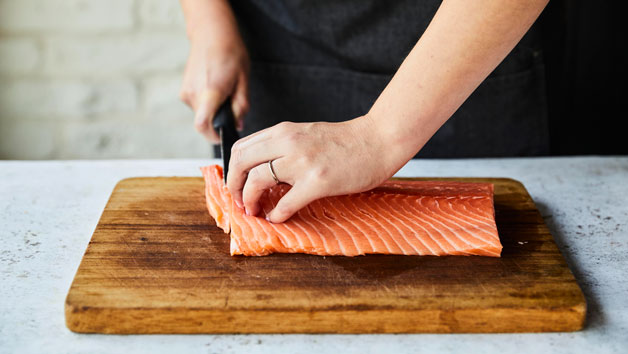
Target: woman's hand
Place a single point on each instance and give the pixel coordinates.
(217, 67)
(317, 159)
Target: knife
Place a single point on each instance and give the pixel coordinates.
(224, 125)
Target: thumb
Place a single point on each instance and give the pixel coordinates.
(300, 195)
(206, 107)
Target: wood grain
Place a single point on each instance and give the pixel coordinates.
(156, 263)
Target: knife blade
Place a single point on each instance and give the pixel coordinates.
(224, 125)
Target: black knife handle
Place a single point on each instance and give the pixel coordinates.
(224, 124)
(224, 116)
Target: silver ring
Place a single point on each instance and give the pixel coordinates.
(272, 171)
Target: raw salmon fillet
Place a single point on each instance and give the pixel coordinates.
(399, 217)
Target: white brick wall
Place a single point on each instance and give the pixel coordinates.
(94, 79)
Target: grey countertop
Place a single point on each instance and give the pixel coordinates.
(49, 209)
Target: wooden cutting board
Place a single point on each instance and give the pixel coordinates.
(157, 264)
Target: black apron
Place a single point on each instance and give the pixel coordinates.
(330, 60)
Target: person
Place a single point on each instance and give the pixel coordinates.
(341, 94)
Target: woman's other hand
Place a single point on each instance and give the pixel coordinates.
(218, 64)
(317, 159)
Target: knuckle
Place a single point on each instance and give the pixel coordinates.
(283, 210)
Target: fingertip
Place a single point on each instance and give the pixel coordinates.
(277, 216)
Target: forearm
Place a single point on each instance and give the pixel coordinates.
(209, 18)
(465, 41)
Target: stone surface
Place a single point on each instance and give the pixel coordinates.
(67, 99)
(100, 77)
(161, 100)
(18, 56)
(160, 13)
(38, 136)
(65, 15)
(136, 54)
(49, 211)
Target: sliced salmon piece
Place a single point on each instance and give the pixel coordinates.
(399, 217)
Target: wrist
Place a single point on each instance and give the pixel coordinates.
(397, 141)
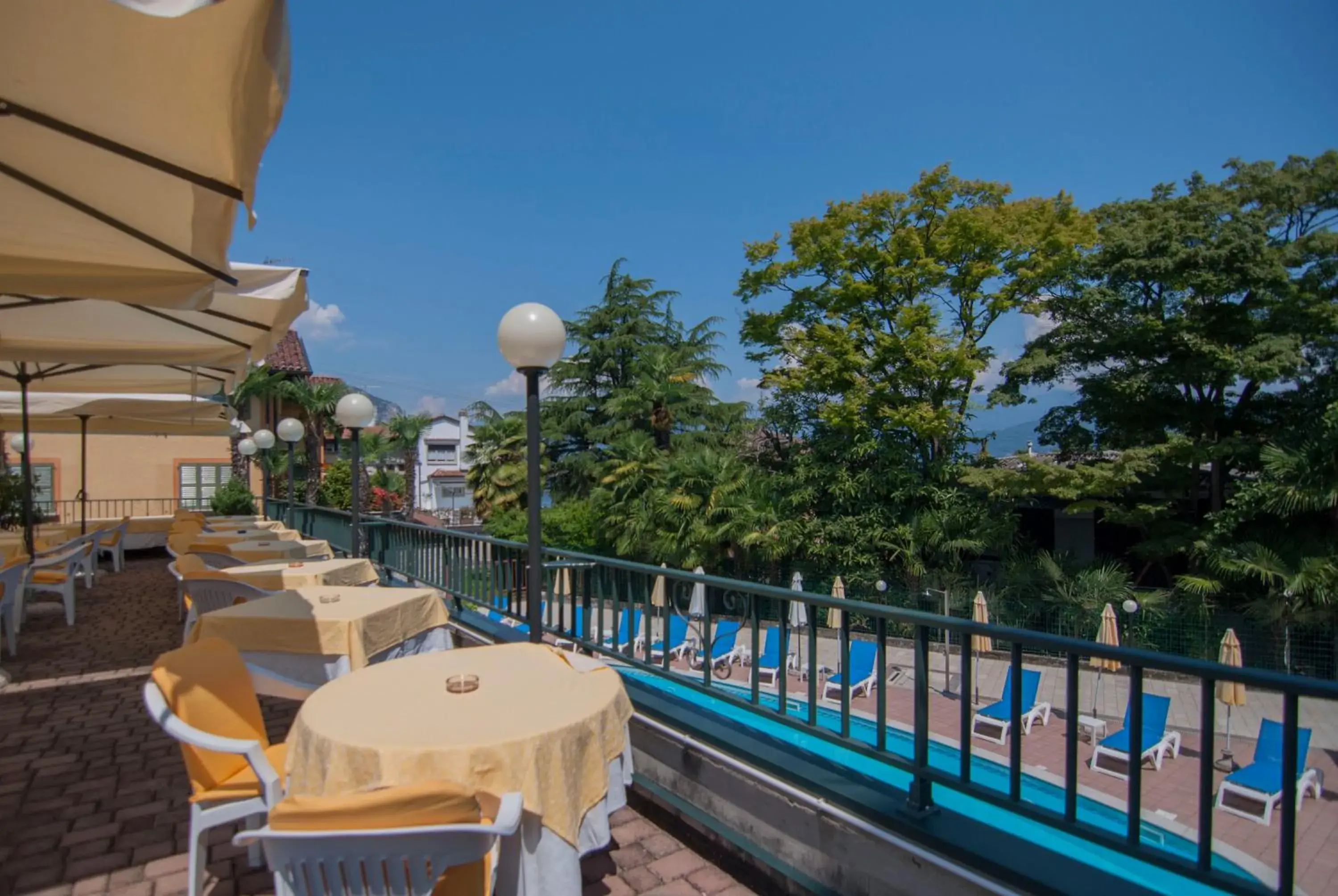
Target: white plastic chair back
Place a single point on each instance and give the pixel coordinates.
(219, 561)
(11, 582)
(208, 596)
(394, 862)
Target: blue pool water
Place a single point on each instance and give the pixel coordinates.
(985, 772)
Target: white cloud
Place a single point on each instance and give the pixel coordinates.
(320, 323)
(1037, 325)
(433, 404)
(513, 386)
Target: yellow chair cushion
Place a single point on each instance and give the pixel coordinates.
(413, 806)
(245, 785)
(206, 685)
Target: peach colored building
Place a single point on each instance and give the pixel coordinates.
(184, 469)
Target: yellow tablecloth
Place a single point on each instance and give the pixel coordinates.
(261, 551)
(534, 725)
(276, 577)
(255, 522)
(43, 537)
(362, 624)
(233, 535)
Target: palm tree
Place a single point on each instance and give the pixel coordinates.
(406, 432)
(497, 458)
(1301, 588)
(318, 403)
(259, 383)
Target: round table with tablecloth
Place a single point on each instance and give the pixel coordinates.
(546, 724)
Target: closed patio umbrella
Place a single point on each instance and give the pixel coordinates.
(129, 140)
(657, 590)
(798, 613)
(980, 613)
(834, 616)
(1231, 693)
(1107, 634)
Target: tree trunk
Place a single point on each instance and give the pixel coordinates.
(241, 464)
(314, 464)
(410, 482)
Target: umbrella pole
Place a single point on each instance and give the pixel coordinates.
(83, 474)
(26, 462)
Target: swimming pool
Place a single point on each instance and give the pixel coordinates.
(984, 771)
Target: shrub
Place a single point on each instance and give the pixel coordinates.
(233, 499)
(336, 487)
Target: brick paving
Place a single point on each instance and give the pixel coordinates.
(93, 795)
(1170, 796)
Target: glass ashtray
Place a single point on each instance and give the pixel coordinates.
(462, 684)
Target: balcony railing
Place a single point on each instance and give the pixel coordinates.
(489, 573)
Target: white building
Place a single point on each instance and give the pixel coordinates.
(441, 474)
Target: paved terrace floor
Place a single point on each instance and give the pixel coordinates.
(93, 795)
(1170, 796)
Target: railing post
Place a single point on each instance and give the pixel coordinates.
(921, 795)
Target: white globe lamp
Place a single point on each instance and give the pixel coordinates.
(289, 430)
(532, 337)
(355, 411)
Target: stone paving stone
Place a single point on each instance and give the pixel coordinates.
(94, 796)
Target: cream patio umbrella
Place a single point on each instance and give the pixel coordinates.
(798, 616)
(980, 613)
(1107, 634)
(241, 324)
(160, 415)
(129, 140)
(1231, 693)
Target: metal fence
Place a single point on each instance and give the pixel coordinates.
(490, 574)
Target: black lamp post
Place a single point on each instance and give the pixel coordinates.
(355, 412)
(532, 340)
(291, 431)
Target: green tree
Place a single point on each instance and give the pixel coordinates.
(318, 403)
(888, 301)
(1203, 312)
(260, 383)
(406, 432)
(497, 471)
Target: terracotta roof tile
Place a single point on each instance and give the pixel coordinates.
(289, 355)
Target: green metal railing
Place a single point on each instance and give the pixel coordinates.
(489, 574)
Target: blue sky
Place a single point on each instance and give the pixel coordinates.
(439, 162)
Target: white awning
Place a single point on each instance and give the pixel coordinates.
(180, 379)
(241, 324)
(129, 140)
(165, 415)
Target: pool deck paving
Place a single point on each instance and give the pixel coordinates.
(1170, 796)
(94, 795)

○ ○ ○ ○ ○

What is required:
Can you reproduce all the items above with every "pixel coordinates" switched to "x, y coordinates" and everything else unchanged? Leave the pictures out.

Complete answer:
Target: woman's hand
Place a single point on each instance and give the x, y coordinates.
(217, 67)
(317, 159)
Target: knife
Place a single point on each instance and give the x, y coordinates.
(224, 125)
Target: thumb
Place a single point on each instance and give the x, y coordinates.
(300, 195)
(206, 107)
Target: wood grain
Place a single point on each instance and give the x, y coordinates.
(156, 263)
Target: knife blade
Place a single point on each instance and give the x, y coordinates.
(224, 125)
Target: black knife handle
Place a single point on each instance and give the x, y coordinates.
(224, 124)
(224, 116)
Target: silver ring
Place a single point on each instance and give the x, y coordinates.
(272, 171)
Target: raw salmon fillet
Place a single point on each instance and give the x, y coordinates.
(399, 217)
Target: white brick wall
Place a single point on each instance and give the x, y coordinates.
(94, 79)
Target: grey countertop
Place a single point on each instance and give the x, y coordinates.
(49, 209)
Target: wooden cutting board
Place a single point on each instance and give the x, y coordinates.
(157, 264)
Target: black apron
Place a single point on each instance and give the x, y coordinates.
(330, 60)
Target: person
Place a single point on each instance and give the x, y coordinates.
(341, 94)
Target: woman's other hand
Place a single point on each instance and give the x, y coordinates.
(218, 64)
(317, 159)
Target: knuckle
Place a single point on each instance and give the x, y coordinates.
(283, 210)
Target: fingertip
Place a single point on each instance and give the x, y coordinates.
(277, 216)
Target: forearm
Place a single point on each instance and give the x, y coordinates.
(209, 18)
(465, 41)
Target: stone surface
Place a single point on each instance and give the x, y coordinates.
(67, 99)
(100, 77)
(161, 100)
(18, 56)
(160, 13)
(38, 136)
(65, 15)
(136, 54)
(49, 211)
Target: sliced salmon piece
Place a single point on each instance and give the x, y coordinates.
(399, 217)
Target: wrist
Place a single point on each instance and give the x, y coordinates.
(397, 141)
Target: white plastic chair back
Place a single point on each instance and give the x, y coordinates.
(219, 561)
(11, 582)
(208, 596)
(394, 862)
Target: blue pool water
Place a single point on each instance and give the x, y coordinates.
(985, 772)
Target: white cloud
Place a single point on each instance and give the x, y coordinates.
(320, 323)
(1037, 325)
(433, 404)
(513, 386)
Target: yellow chair cushion
Place a single point on each instance and give the x, y coordinates.
(413, 806)
(245, 785)
(206, 685)
Target: peach colored building
Place a single point on each instance and give the x, y coordinates.
(184, 469)
Target: yellow tablecloth
Place a single point on each instance and give the x, y coordinates.
(261, 551)
(534, 725)
(276, 577)
(255, 522)
(43, 537)
(362, 624)
(233, 535)
Target: palm tree
Place a single point on each instance and give the x, y coordinates.
(406, 432)
(497, 458)
(1301, 588)
(318, 403)
(259, 383)
Target: round table with tablecloth
Place a single point on each instance and give the x, y coordinates.
(546, 724)
Target: closed patio umbrella
Place a single point on each instance and give the x, y coordinates.
(129, 140)
(657, 590)
(798, 613)
(980, 613)
(834, 616)
(1231, 693)
(1107, 634)
Target: tree trunk
Place a single point on each instance and give the x, y coordinates.
(241, 464)
(314, 464)
(410, 482)
Target: umbrella pole
Place a single point on each instance and give the x, y coordinates.
(83, 474)
(26, 462)
Target: swimming pool
Place a single point on each instance and give the x, y coordinates.
(984, 771)
Target: shrub
Place a single point on each instance and give the x, y coordinates.
(233, 499)
(336, 487)
Target: brick paving
Place a single point on each instance and give the x, y coordinates.
(93, 795)
(1170, 796)
Target: glass ashtray
Place a single point on each instance and give the x, y coordinates.
(462, 684)
Target: balcony railing
Place a single point on each instance and give the x, y coordinates.
(489, 573)
Target: white building
Place a single point on each instance and give the x, y coordinates.
(441, 474)
Target: paved terrace floor
Place a single point on each instance and give the x, y coordinates.
(93, 795)
(1170, 796)
Target: railing post
Place a single point on each instance and give the x, y coordinates.
(921, 795)
Target: white globe lamp
Place a single point on each instance and give the x, y coordinates.
(289, 430)
(532, 337)
(355, 411)
Target: stone paving stone
Place a single point on each instance and give the x, y coordinates.
(94, 796)
Target: cream patio umbrella
Place a single point on each instance and give the x, y coordinates.
(798, 616)
(980, 613)
(1107, 634)
(241, 324)
(160, 415)
(129, 140)
(1231, 693)
Target: metal fence
Place a single point on each instance and give the x, y coordinates.
(490, 574)
Target: black lamp post
Place a single point on each instance and give the x, y coordinates.
(355, 412)
(532, 340)
(291, 431)
Target: green tree
Place a single point on each instance and give the x, y coordinates.
(318, 403)
(888, 301)
(1203, 312)
(260, 383)
(406, 432)
(497, 471)
Target: terracotta roof tile
Place a single point on each instance and give the x, y coordinates.
(289, 355)
Target: green metal railing
Place a single point on each instance and give the x, y coordinates.
(489, 574)
Target: blue sky
Place a single point on each instance and give the x, y coordinates.
(439, 162)
Target: white awning
Place a single point on each instance and give the x, y coordinates.
(180, 379)
(241, 324)
(129, 140)
(165, 415)
Target: pool deck paving
Place a single point on each instance and give the x, y coordinates.
(1170, 796)
(94, 795)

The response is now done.